▶ TEXTE À LIRE:
---

(Los Angeles) Faute de pouvoir présenter leurs œuvres lors des festivals reportés ou annulés pour cause de la COVID-19, des réalisateurs d’Hollywood cherchent des alternatives ingénieuses pour faire malgré tout parler d’eux, allant parfois jusqu’à organiser les fameux « tapis rouges » dans leur salon.

Des festivals très courus, comme South by Southwest (SXSW) au Texas ou Tribeca à New York ont jeté l’éponge en raison de la pandémie, chamboulant le marketing de quelques grosses productions et laissant sur le carreau des centaines de cinéastes indépendants qui misaient sur ces projections pour vendre leurs films.

Les auteurs de The Carnivores, un étrange mélange de thriller et de romance qui devait lancer sa promotion à SXSW, ont pris les choses en mains : la « première mondiale » aura bien lieu, au domicile du réalisateur à Austin.

« Nous avons un service traiteur, un tapis rouge, un photographe. On a même la presse locale », énumère Caleb Michael Johnson.

Le tapis rouge reliera le porche d’entrée à un kiosque de tacos dressé dans le jardin, traversant toute la maison. L’idée est venue dans un bar, le soir même où les organisateurs ont dû se résoudre à annuler le festival d’Austin.

---

▶ DONNÉES FOURNIES:
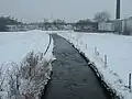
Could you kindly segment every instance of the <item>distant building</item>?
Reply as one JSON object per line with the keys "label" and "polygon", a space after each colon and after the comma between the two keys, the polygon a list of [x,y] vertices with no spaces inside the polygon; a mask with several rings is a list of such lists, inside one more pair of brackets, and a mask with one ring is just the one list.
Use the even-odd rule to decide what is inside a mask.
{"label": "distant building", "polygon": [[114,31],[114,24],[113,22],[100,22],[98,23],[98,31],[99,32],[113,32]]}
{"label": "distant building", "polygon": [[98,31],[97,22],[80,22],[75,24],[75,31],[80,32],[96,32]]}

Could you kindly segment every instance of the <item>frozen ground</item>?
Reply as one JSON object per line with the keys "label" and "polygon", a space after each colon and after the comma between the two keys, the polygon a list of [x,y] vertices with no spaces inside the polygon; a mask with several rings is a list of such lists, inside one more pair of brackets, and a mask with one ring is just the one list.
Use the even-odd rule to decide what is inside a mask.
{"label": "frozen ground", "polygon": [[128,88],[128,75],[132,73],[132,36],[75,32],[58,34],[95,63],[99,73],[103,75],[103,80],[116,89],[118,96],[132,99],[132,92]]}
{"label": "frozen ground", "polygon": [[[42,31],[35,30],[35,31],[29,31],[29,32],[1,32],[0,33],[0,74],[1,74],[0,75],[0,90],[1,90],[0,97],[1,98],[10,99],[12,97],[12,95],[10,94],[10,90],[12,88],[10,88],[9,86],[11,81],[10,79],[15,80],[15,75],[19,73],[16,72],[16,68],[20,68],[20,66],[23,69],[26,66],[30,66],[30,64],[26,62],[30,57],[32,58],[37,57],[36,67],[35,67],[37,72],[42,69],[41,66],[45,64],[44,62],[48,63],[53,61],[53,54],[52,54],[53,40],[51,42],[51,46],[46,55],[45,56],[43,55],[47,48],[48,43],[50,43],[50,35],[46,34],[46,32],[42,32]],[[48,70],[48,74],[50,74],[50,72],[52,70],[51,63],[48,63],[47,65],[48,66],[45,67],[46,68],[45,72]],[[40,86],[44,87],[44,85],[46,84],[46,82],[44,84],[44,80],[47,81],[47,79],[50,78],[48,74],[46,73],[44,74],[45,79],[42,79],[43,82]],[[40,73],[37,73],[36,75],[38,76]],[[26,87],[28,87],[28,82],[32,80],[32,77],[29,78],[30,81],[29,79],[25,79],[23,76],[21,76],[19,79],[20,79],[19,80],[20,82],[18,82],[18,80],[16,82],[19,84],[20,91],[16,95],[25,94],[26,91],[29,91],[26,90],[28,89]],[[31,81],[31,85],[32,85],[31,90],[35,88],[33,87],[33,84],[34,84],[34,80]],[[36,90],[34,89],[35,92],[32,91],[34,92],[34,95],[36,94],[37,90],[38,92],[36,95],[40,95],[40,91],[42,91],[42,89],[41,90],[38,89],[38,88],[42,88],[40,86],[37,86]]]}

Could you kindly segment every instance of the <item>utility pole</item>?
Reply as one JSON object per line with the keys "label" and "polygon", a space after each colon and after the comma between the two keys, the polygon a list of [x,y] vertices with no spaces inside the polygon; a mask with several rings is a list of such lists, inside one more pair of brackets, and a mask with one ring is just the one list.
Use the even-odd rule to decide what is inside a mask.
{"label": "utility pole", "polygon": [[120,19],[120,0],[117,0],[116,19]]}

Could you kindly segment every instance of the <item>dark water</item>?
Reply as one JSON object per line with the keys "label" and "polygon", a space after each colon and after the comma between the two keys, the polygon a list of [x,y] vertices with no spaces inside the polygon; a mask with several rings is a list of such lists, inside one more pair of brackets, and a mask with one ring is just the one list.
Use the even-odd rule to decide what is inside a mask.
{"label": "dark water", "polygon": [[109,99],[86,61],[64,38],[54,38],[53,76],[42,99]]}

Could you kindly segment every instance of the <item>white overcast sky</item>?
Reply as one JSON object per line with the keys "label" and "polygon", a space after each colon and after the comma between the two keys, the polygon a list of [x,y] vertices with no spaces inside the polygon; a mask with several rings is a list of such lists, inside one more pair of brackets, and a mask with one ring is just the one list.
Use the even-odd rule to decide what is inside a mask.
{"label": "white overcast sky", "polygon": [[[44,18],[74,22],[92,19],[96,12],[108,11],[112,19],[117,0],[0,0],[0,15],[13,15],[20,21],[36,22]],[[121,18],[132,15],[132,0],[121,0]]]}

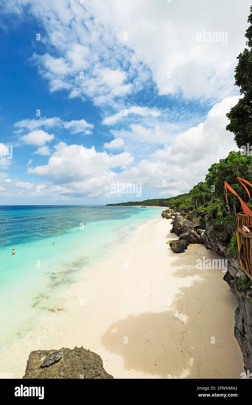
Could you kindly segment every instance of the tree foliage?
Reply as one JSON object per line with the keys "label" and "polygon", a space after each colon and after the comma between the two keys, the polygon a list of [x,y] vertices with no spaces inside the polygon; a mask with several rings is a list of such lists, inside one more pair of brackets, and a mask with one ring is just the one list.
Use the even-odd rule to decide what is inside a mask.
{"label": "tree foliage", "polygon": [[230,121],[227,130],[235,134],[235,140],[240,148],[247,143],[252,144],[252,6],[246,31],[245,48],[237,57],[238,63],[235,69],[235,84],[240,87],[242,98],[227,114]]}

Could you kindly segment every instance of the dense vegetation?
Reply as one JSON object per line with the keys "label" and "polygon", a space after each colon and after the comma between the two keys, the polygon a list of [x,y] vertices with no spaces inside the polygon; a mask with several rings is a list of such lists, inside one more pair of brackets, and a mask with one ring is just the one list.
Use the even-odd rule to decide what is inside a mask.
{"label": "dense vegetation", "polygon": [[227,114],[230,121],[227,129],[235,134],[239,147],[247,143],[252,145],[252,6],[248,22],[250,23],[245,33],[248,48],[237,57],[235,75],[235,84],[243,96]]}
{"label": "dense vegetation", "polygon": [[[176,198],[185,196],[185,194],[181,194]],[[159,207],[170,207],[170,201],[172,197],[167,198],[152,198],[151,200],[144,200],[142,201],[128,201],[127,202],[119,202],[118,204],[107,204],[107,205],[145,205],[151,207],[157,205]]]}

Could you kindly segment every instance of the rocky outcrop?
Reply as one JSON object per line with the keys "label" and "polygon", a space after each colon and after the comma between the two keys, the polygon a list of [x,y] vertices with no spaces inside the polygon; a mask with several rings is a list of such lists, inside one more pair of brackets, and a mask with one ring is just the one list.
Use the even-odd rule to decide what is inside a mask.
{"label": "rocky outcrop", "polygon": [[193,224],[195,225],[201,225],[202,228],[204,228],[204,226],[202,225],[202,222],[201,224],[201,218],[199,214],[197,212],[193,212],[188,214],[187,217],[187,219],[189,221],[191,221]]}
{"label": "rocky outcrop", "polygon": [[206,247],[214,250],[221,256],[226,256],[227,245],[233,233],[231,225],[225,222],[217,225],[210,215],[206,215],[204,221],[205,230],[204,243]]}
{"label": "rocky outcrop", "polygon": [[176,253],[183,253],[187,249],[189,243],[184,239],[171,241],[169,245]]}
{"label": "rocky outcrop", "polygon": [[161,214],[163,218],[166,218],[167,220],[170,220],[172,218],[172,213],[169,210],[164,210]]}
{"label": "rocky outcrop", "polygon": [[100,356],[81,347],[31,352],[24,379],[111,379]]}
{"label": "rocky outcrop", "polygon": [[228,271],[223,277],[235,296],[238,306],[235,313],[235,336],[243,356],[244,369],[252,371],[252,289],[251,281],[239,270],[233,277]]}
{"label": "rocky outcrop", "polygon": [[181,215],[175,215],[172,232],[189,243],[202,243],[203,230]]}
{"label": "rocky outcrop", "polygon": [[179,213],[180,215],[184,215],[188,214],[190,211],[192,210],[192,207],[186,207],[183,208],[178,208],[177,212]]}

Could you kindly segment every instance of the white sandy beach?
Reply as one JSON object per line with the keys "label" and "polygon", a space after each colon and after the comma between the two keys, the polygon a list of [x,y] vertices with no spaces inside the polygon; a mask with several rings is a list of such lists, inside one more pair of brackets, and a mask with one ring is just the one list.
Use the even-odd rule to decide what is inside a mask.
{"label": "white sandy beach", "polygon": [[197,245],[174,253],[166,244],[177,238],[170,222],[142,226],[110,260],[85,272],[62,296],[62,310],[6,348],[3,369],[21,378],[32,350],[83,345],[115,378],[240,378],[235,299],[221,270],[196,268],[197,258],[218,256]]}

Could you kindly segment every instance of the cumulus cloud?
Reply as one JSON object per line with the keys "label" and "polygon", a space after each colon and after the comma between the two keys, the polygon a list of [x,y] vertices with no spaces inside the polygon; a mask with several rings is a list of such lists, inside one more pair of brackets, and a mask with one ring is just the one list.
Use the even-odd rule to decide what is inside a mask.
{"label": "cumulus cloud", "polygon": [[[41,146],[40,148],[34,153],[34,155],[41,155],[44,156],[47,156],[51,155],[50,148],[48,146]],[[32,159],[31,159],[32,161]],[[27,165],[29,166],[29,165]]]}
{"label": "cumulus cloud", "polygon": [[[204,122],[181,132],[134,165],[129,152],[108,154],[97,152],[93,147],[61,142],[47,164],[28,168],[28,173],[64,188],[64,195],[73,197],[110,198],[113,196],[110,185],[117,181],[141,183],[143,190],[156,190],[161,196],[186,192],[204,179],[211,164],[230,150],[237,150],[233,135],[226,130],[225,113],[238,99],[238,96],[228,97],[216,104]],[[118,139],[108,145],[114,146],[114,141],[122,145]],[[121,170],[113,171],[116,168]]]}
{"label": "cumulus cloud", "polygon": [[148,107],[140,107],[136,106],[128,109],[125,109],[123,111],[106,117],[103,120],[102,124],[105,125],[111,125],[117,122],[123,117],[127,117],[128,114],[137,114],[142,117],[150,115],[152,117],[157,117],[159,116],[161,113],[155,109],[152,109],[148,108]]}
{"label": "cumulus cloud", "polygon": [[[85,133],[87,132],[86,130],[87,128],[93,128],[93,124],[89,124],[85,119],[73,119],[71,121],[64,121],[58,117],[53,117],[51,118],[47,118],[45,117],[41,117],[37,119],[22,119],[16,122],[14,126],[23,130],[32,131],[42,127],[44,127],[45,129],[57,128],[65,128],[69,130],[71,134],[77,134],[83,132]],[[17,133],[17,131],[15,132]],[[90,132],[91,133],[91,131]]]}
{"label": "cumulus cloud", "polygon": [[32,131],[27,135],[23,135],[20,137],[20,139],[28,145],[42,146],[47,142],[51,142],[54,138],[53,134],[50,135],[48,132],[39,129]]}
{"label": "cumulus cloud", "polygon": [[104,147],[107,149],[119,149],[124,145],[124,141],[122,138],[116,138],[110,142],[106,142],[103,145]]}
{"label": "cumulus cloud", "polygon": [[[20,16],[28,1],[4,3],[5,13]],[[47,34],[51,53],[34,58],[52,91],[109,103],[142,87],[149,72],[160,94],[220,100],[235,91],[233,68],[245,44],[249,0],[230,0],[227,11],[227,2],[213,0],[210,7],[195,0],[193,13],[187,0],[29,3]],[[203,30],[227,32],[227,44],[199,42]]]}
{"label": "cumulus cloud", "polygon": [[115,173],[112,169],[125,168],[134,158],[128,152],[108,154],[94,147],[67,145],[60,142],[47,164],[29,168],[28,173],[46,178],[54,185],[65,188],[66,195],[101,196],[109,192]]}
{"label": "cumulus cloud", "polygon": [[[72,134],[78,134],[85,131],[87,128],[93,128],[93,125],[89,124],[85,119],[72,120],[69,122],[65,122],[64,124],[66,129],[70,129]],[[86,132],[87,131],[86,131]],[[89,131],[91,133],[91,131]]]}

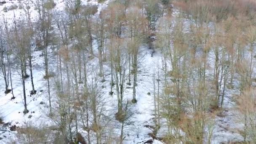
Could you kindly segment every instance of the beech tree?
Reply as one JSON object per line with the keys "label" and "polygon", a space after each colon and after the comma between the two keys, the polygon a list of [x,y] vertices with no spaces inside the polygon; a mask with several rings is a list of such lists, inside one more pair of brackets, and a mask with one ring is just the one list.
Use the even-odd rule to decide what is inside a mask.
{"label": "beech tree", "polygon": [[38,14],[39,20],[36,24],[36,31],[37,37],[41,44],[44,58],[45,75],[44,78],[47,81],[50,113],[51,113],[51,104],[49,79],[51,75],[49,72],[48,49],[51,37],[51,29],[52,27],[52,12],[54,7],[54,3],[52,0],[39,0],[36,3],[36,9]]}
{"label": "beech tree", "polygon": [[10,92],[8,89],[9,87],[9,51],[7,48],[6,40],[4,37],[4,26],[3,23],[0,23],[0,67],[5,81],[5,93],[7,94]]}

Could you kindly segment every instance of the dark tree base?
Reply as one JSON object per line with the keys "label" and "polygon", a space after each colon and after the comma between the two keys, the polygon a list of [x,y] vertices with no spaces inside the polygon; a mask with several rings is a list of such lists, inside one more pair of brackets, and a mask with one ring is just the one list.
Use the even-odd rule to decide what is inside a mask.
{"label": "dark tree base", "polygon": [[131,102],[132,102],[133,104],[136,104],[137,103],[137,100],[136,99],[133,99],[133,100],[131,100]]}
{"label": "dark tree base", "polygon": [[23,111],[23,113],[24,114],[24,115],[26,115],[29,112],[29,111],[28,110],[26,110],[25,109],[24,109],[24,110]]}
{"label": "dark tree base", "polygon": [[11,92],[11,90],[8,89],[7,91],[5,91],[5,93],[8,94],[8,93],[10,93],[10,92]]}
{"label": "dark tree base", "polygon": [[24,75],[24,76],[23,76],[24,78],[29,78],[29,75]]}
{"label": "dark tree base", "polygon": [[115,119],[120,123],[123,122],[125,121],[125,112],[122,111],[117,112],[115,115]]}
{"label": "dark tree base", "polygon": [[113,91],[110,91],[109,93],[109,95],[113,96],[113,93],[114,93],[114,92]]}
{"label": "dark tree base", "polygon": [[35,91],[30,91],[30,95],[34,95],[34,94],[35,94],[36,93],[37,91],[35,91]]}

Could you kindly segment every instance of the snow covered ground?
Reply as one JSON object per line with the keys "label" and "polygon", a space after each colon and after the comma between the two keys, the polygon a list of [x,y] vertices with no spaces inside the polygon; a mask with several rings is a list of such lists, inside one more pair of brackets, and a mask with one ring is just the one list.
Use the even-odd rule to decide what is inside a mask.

---

Citez l'article sur les festivals annulés, en commençant par « Des festivals très » et en allant jusqu'à « Caleb Michael Johnson. ». Les items n'ont aucun rôle dans cet exercice.

▶ RÉPONSE RÉDIGÉE:
Des festivals très courus, comme South by Southwest (SXSW) au Texas ou Tribeca à New York ont jeté l’éponge en raison de la pandémie, chamboulant le marketing de quelques grosses productions et laissant sur le carreau des centaines de cinéastes indépendants qui misaient sur ces projections pour vendre leurs films.

Les auteurs de The Carnivores, un étrange mélange de thriller et de romance qui devait lancer sa promotion à SXSW, ont pris les choses en mains : la « première mondiale » aura bien lieu, au domicile du réalisateur à Austin.

« Nous avons un service traiteur, un tapis rouge, un photographe. On a même la presse locale », énumère Caleb Michael Johnson.